Seitenauszug ::
::::::
Man kann sich unschwer ausmalen, was Naturelle wie Martin Schulz, Sigmar Gabriel, Franz Müntefering oder Gerhard Schröder in Kiel für einen Alarm gemacht hätten. Walter-Borjans überlässt das Serpil Midyatli, der SPD-Landeschefin. „Wir erlauben das nicht, dass so mit den Menschen umgegangen wird“, ruft sie aus. „Die Kieler SPD steht Gewehr bei Fuß.“
Walter-Borjans hat diesen Schlusstermin eines langen Tages in der immergleichen freundlichen Gemütslage bewältigt wie am Morgen die Besichtigung eines Zentrums für künstliche Intelligenz in der Medizin an der Uni Lübeck, ein Treffen mit einem Windparkbetreiber und die Begehung der ehemaligen Hindenburg-Kaserne in Neumünster, wo eine Leitstelle für Polizei, Feuerwehr, Rettungsdienste und Zoll entstehen soll. Auf jeder Station der Sommerreise bewegt er sich in einer Blase, umgeben von Experten und Betroffenen, unbemerkt von der Bevölkerung.
Richtig los geht der Wahlkampfzirkus Anfang August. Die erste SPD-Großveranstaltung ist in Bochum geplant. Aber wer weiß schon, ob die Pandemie den Kampagnenmachern nicht noch einen Strich durch die Rechnung macht. Momentan ist das Land schon aus einem Grund nicht für Wahlkämpfe bereit: wegen der Fluttragödie. Auf der Fahrt zwischen Neumünster und Kiel bemerkt Walter-Borjans, der übliche Wahlkampf – bunte Bilder, knallige Auftritte – könne eine „Gratwanderung zwischen Klamauk und Desinteresse“werden.
Bei Klamauk fällt ihm der feixende CDU-Spitzenkandidat Armin Laschet im Hochwassergebiet ein – und die Gernegroß-Kandidatin der Grünen mit ihrer aufgehübschten
Biografie. Annalena Baerbock und Laschet sind der Grund, warum über die SPD allmählich anders geredet, geschrieben, gesendet wird. Machen seine Konkurrenten so weiter, wird der Persönlichkeitsfaktor umso stärker ins Gewicht fallen. Damit „Olaf“besonders groß erscheint, macht sich seine Partei ein bisschen unsichtbar. Im Wahlkampf der SPD spielen die Parteivorsitzenden Walter-Borjans und Saskia Esken nur die zweite Geige.
::::::
Arbeitsauftrag 1 :: Wo soll laut dem Text über die Sommerreise von Walter-Borjans eine Leitstelle für Polizei, Feuerwehr, Rettungsdienste und Zoll entstehen?
Arbeitsauftrag 2 :: Geben Sie aus dem Text über die Sommerreise von Walter-Borjans den Abschnitt von „Man kann sich“ bis einschließlich „von der Bevölkerung.“ wortgetreu wieder.
Arbeitsauftrag 3 :: Führen Sie den Text über die Sommerreise von Walter-Borjans im Anschluss an seinen letzten Satz fort.
::::::
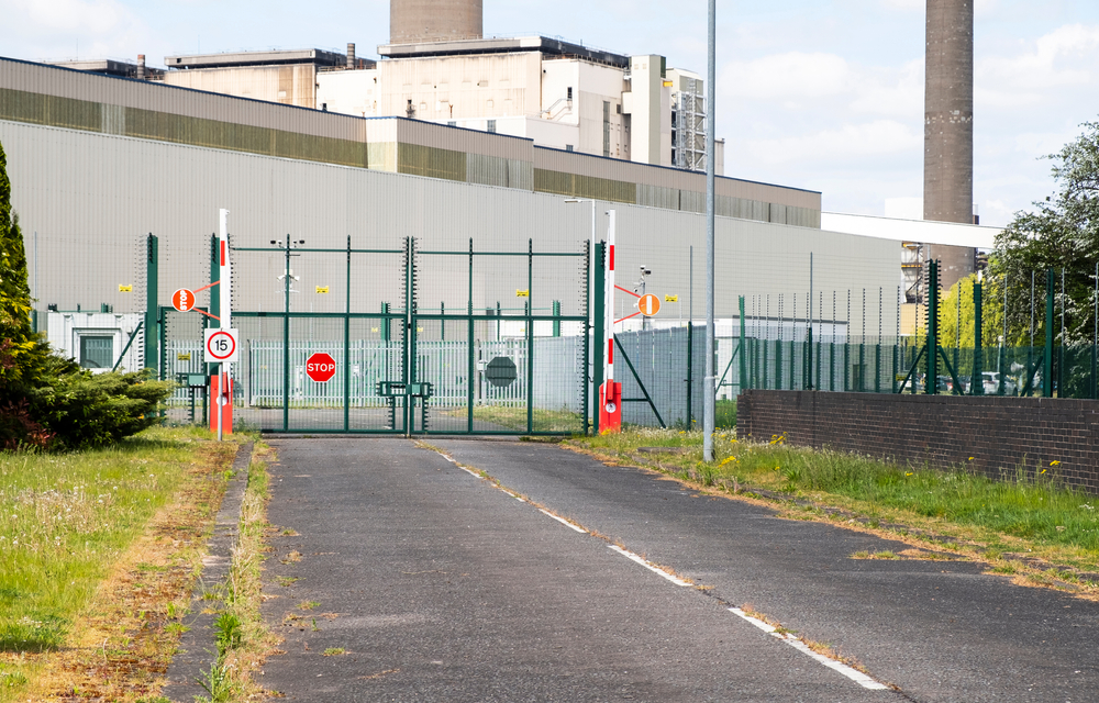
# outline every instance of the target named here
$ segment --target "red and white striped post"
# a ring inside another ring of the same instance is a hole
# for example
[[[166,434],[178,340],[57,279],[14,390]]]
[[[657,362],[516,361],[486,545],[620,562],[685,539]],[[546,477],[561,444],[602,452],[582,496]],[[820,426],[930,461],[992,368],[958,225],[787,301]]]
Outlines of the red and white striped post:
[[[233,327],[233,269],[229,258],[229,210],[219,211],[219,286],[221,286],[221,310],[219,321],[223,330]],[[210,400],[213,404],[210,429],[217,431],[218,442],[226,434],[233,434],[233,373],[231,364],[219,364],[218,375],[210,379]]]
[[[607,361],[603,387],[599,389],[599,431],[622,431],[622,384],[614,382],[614,211],[607,211]]]

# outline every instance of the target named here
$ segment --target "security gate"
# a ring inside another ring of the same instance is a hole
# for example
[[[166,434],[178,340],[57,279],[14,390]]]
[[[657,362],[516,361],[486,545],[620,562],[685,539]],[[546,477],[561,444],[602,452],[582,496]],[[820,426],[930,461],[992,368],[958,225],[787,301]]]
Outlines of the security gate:
[[[388,249],[356,249],[349,237],[345,248],[271,245],[232,248],[235,422],[309,434],[588,427],[587,243],[577,252],[535,252],[531,241],[477,250],[473,239],[464,250],[421,250],[413,237]],[[165,315],[162,349],[193,336],[182,330],[197,319],[185,316]],[[335,361],[324,382],[307,372],[314,354]]]

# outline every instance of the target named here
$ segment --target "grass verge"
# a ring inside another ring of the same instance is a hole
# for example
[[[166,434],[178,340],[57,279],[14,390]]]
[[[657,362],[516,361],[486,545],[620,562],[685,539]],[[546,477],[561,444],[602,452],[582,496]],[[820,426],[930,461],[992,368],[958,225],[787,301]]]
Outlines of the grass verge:
[[[0,702],[154,701],[236,445],[0,454]]]
[[[1017,581],[1099,596],[1099,506],[1066,488],[1056,464],[993,481],[966,466],[904,467],[869,457],[714,435],[702,460],[698,432],[636,429],[566,443],[608,462],[654,468],[777,506],[786,517],[840,523],[919,546],[856,558],[965,558]]]

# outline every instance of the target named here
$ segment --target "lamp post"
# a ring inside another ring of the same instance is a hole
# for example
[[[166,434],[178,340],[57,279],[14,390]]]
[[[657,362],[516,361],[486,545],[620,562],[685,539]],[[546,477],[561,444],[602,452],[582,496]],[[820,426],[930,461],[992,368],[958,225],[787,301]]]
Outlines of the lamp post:
[[[581,203],[581,202],[590,202],[591,203],[591,242],[588,245],[588,311],[589,311],[589,314],[590,314],[590,311],[595,310],[595,306],[596,306],[596,298],[595,297],[602,294],[602,291],[597,291],[592,287],[592,283],[596,280],[596,201],[595,200],[580,200],[579,198],[567,198],[565,200],[565,202],[568,203],[568,204],[576,204],[576,203]],[[587,334],[587,333],[585,333],[585,334]],[[599,344],[599,341],[596,339],[595,344]],[[595,353],[595,345],[591,345],[591,348],[592,348],[592,354],[593,354]],[[589,365],[592,364],[592,360],[588,359],[588,364]],[[595,375],[592,373],[591,376],[593,377]],[[598,404],[598,399],[595,399],[595,400],[596,400],[596,402]]]
[[[714,102],[717,101],[717,2],[707,8],[707,74],[706,74],[706,377],[702,382],[702,459],[713,461],[714,388],[713,368],[713,214],[714,214]]]
[[[645,266],[644,264],[642,264],[641,265],[641,280],[639,280],[636,283],[634,283],[633,292],[636,293],[637,289],[640,288],[641,289],[641,297],[644,298],[645,297],[645,281],[647,280],[645,277],[646,276],[651,276],[652,274],[653,274],[653,269],[651,269],[647,266]],[[644,331],[646,328],[646,326],[647,325],[645,324],[645,315],[642,315],[642,317],[641,317],[641,328],[642,328],[642,331]]]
::::::
Antwortfeld 1 :: In der ehemaligen Hindenburg-Kaserne in Neumünster.

Antwortfeld 2 ::
Man kann sich unschwer ausmalen, was Naturelle wie Martin Schulz, Sigmar Gabriel, Franz Müntefering oder Gerhard Schröder in Kiel für einen Alarm gemacht hätten. Walter-Borjans überlässt das Serpil Midyatli, der SPD-Landeschefin. „Wir erlauben das nicht, dass so mit den Menschen umgegangen wird“, ruft sie aus. „Die Kieler SPD steht Gewehr bei Fuß.“
Walter-Borjans hat diesen Schlusstermin eines langen Tages in der immergleichen freundlichen Gemütslage bewältigt wie am Morgen die Besichtigung eines Zentrums für künstliche Intelligenz in der Medizin an der Uni Lübeck, ein Treffen mit einem Windparkbetreiber und die Begehung der ehemaligen Hindenburg-Kaserne in Neumünster, wo eine Leitstelle für Polizei, Feuerwehr, Rettungsdienste und Zoll entstehen soll. Auf jeder Station der Sommerreise bewegt er sich in einer Blase, umgeben von Experten und Betroffenen, unbemerkt von der Bevölkerung.

Antwortfeld 3 ::
Hoffen darauf, dass der Knoten platzt
Esken scheint so viel Selbstbescheidung schwerer zu fallen als WalterBorjans, aber beide bringen sie mit intaktem Selbstwertgefühl auf. Denn die personelle und programmatische Erneuerung, aber auch den stärkeren Zusammenhalt beanspruchen sie als ihre Leistung seit der Amtsübernahme 2019. Hier der Kanzlerkandidat – dort (neben, über, unter ihm?) die Parteichefs.
Die Konstellation gab es oft in der SPD: Peer Steinbrück und Sigmar Gabriel, Frank-Walter Steinmeier und Franz Müntefering, Gerhard Schröder und Oskar Lafontaine. Und fast immer: nicht ohne Spannungen. Nun also Scholz, ein Mann, der ungern zurückschaut und nicht viel über sich selbst erzählt. Ein langjähriger Genosse rät, man solle sich eine Deutschlandkarte nehmen und einen Strich ziehen, nicht längs, sondern diagonal. Diese imaginäre Linie würde durch Porta Westfalica und Nordhessen führen, weiter durch Südthüringen. Nördlich dieser Linie würden die Menschen Scholz so nehmen, wie er ist, südlich davon mit ihm kulturell fremdeln.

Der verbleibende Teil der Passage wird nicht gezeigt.